[Segmentation mask data]
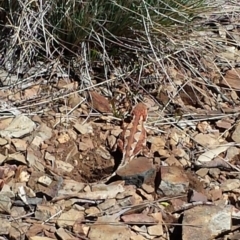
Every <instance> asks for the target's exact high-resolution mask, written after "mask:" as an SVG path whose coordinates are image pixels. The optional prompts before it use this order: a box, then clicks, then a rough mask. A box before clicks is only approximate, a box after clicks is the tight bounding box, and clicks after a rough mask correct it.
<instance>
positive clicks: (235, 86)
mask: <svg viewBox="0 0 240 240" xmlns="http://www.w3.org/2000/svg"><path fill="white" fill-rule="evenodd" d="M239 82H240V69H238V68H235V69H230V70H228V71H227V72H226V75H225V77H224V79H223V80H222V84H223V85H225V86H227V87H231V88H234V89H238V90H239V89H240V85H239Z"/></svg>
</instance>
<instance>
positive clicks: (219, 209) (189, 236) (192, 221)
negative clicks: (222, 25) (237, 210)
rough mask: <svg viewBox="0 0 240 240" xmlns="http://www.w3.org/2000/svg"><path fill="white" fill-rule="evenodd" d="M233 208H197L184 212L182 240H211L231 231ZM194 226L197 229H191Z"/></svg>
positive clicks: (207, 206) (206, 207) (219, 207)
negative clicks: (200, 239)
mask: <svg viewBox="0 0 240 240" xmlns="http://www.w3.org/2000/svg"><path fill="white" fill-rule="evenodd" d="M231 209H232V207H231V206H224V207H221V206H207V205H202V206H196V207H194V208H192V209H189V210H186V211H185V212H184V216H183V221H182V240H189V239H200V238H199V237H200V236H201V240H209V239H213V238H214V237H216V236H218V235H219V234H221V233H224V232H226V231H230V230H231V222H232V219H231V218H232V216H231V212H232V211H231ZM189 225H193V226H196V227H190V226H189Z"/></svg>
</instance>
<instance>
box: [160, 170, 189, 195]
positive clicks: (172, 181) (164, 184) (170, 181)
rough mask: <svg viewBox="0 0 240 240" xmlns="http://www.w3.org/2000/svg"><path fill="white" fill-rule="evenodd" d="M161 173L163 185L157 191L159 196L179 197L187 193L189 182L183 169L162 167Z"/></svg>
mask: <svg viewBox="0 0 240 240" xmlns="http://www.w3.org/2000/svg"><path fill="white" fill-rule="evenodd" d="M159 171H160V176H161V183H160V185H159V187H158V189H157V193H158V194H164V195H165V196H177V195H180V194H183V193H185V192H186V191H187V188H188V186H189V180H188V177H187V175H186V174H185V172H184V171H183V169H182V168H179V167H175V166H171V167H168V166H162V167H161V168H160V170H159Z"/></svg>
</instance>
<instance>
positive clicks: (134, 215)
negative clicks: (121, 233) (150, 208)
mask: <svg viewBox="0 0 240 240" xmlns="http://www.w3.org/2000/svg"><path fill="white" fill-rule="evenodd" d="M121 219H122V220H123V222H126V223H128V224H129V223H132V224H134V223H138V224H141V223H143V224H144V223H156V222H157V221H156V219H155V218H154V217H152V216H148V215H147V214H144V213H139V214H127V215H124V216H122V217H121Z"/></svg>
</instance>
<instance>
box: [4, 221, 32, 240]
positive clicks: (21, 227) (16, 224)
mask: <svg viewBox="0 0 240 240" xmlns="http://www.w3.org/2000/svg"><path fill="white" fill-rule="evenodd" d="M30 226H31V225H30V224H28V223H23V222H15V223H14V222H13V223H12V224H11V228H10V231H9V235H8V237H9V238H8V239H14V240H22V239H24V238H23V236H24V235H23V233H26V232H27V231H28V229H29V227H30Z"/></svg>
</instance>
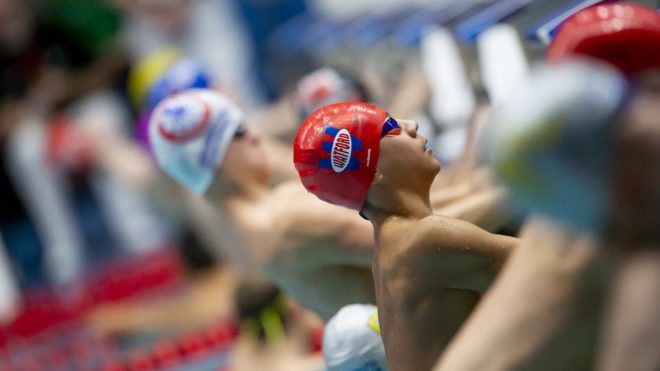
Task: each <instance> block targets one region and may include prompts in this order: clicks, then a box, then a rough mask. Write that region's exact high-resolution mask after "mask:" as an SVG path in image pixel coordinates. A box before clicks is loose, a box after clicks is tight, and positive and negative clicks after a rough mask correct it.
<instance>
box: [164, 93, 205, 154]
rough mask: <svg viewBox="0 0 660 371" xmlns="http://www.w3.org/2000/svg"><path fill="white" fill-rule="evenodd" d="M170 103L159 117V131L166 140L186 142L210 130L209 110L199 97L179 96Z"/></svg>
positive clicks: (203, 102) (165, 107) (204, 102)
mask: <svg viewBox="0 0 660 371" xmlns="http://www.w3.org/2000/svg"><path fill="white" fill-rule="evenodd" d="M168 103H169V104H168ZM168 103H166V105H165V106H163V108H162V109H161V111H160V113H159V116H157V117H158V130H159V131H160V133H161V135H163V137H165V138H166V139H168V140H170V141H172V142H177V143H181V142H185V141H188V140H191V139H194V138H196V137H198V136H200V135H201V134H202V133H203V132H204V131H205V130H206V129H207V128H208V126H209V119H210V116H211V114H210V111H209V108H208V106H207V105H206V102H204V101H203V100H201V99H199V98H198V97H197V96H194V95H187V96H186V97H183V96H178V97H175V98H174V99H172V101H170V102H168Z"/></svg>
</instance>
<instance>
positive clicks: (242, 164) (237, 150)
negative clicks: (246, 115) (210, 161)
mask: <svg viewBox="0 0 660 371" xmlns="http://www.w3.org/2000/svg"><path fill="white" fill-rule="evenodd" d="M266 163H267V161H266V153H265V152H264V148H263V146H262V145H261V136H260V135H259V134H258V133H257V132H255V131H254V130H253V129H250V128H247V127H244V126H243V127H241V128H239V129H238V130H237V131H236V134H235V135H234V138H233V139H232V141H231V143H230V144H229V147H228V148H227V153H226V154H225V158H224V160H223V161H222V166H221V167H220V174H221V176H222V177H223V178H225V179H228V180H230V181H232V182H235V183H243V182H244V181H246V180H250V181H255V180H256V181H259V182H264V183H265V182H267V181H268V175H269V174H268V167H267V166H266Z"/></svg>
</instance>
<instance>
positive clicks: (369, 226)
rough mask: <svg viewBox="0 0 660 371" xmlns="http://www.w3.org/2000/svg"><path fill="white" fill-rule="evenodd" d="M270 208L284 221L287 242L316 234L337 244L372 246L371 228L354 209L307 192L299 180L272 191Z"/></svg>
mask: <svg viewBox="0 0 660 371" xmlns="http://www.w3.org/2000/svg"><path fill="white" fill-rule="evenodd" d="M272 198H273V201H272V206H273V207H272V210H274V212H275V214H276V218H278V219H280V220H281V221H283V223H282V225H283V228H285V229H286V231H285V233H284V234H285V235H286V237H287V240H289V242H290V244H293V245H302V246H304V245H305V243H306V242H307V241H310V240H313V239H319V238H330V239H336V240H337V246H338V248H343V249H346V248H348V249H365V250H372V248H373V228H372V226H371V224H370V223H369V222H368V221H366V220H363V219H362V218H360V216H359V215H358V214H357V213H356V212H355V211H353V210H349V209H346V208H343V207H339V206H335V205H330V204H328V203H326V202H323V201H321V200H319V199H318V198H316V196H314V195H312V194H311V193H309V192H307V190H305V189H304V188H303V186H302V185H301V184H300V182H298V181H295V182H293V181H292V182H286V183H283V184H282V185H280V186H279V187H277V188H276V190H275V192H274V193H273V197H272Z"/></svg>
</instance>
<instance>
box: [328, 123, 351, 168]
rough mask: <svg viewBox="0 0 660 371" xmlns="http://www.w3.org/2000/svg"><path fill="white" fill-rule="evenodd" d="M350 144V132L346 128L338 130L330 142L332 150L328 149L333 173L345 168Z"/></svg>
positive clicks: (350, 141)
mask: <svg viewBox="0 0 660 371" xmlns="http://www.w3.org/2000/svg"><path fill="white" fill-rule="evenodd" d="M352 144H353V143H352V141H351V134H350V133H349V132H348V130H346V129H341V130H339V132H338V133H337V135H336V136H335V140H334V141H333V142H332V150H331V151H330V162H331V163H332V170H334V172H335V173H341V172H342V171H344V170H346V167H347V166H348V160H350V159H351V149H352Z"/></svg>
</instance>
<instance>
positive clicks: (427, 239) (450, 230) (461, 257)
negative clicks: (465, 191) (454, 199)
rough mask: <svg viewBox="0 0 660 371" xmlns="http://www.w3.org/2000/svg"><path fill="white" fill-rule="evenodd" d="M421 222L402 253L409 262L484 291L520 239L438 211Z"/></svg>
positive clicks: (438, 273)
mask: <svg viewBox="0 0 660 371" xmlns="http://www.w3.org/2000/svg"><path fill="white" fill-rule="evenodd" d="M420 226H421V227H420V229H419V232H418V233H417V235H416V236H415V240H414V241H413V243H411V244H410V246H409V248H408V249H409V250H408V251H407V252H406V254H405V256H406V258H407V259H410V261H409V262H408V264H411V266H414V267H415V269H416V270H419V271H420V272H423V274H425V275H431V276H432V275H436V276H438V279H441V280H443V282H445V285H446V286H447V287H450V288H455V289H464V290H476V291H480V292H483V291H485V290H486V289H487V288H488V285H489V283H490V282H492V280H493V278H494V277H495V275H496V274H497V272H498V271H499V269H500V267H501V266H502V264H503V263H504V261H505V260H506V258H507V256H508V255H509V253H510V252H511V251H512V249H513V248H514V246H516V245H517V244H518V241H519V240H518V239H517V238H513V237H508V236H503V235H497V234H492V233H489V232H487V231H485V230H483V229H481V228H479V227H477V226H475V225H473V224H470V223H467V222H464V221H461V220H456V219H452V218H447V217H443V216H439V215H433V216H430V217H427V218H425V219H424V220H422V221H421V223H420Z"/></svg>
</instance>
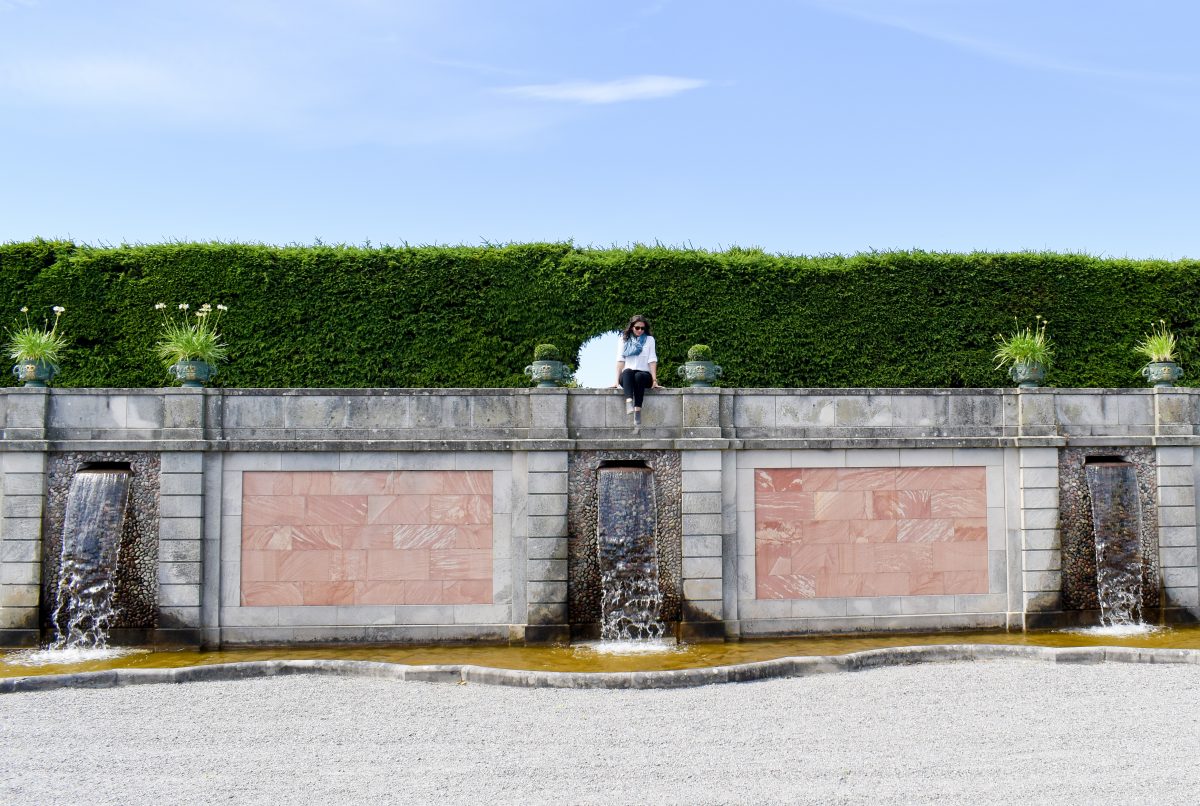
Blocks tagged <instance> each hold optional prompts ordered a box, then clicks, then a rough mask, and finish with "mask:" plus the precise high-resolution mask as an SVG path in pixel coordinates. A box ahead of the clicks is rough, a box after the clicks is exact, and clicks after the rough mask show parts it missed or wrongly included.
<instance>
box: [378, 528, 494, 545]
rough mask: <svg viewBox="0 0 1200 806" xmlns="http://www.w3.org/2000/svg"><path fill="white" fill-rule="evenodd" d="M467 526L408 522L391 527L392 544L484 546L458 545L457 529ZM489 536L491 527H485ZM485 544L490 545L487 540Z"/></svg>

Exercise
Begin at the line above that has "box: [328, 123, 351, 168]" and stop after the line that has "144V132L346 128L338 130L330", copying each line exactly and adding nothing else.

Response to the exercise
box: [328, 123, 351, 168]
rough mask: <svg viewBox="0 0 660 371" xmlns="http://www.w3.org/2000/svg"><path fill="white" fill-rule="evenodd" d="M350 144V132L346 128L338 130L330 142L332 150L328 149L333 173L345 168Z"/></svg>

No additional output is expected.